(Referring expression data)
________________________________________

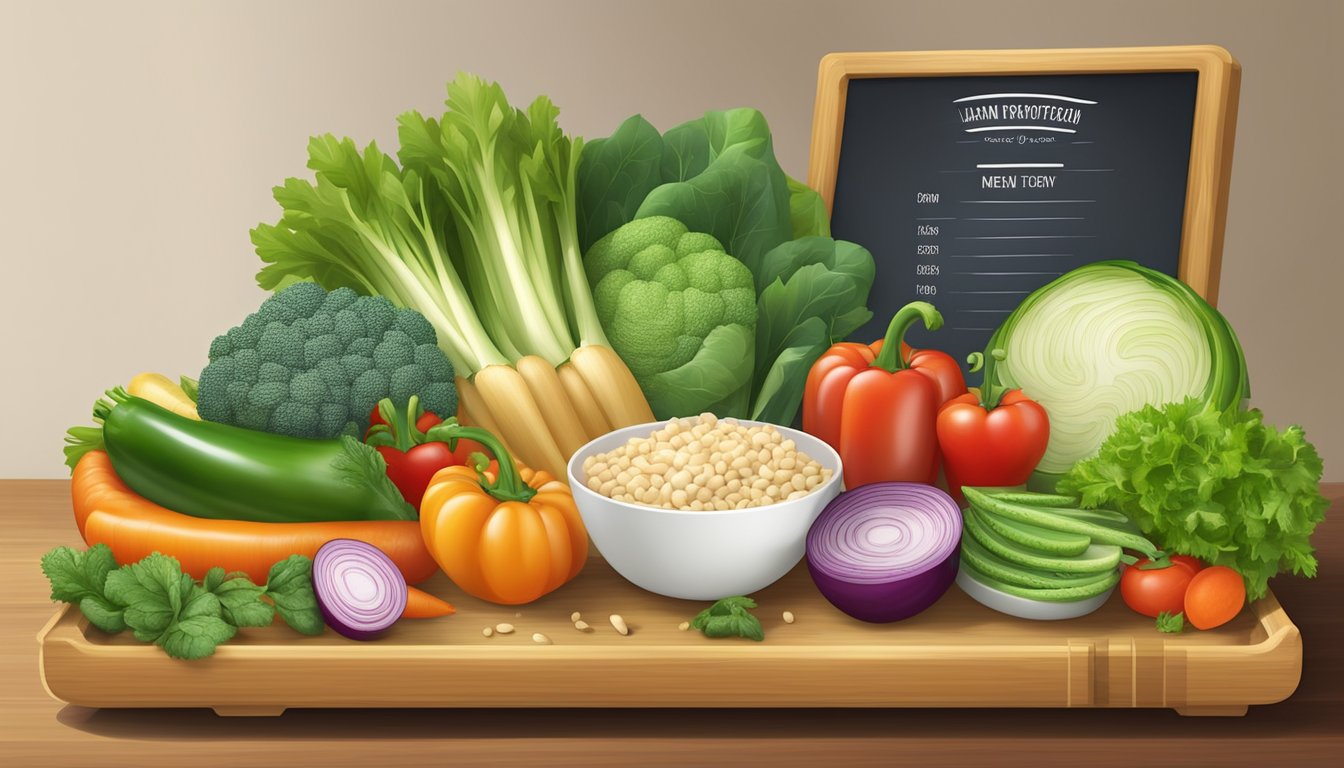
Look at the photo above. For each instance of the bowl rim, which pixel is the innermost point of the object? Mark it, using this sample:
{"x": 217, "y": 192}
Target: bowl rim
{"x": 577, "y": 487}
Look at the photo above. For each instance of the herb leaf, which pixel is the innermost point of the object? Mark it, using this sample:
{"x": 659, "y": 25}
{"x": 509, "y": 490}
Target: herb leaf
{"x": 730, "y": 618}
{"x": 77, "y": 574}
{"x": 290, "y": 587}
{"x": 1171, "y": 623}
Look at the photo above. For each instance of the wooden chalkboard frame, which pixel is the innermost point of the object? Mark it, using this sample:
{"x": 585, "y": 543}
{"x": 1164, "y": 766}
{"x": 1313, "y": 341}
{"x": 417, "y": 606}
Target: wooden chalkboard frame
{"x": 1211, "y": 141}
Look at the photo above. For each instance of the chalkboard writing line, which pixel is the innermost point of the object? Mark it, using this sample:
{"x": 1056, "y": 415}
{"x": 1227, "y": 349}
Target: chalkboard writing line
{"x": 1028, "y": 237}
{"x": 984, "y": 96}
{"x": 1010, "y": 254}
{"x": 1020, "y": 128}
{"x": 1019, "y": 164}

________________________________________

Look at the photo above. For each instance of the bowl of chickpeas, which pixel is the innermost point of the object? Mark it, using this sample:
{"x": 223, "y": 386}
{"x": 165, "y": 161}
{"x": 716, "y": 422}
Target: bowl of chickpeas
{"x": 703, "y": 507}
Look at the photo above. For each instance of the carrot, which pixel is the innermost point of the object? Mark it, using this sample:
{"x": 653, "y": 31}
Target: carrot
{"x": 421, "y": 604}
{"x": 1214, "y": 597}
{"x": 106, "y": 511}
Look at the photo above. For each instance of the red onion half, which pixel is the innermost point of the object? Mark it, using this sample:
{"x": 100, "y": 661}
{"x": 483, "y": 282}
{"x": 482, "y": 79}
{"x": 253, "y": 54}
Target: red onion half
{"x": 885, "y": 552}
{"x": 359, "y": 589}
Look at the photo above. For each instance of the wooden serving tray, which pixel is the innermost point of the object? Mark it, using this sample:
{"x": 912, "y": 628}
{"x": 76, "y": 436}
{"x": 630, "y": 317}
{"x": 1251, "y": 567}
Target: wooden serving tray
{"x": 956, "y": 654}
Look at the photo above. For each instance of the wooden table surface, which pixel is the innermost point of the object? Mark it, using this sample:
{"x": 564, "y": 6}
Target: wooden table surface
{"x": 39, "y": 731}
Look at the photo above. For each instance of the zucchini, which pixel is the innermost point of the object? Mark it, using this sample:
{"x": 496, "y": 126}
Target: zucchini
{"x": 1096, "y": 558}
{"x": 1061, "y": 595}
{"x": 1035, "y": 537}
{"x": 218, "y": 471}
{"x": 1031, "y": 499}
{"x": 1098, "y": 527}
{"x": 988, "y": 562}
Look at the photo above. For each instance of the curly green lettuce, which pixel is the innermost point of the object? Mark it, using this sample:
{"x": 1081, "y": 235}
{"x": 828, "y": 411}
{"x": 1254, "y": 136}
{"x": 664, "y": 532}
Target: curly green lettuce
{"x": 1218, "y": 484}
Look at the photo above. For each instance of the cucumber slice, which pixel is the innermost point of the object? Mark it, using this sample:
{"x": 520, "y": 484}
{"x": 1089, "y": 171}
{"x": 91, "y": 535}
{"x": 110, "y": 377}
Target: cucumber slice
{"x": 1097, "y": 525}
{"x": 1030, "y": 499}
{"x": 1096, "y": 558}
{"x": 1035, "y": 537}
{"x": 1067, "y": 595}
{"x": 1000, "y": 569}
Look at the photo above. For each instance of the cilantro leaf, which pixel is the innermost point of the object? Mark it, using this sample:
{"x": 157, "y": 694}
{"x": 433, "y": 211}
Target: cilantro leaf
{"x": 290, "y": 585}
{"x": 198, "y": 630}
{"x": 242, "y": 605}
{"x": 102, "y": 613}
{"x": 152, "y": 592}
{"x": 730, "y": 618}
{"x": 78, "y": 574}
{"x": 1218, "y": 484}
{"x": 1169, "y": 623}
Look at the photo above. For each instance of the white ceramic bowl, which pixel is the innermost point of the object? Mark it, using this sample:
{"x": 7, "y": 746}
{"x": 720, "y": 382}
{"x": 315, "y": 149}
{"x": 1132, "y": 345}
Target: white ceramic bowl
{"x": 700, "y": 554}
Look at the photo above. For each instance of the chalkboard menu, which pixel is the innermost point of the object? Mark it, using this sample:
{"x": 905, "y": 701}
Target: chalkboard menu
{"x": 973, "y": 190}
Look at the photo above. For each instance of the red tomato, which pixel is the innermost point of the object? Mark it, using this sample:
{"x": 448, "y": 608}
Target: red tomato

________________________________________

**What is required:** Pull from the data each line where the string "tomato" turns up.

**Reply to the exercise:**
Look at the photo above. For each instance of the red tomato, which pixel is the innermost point of the object? Mark it, using this sample:
Target: red tomato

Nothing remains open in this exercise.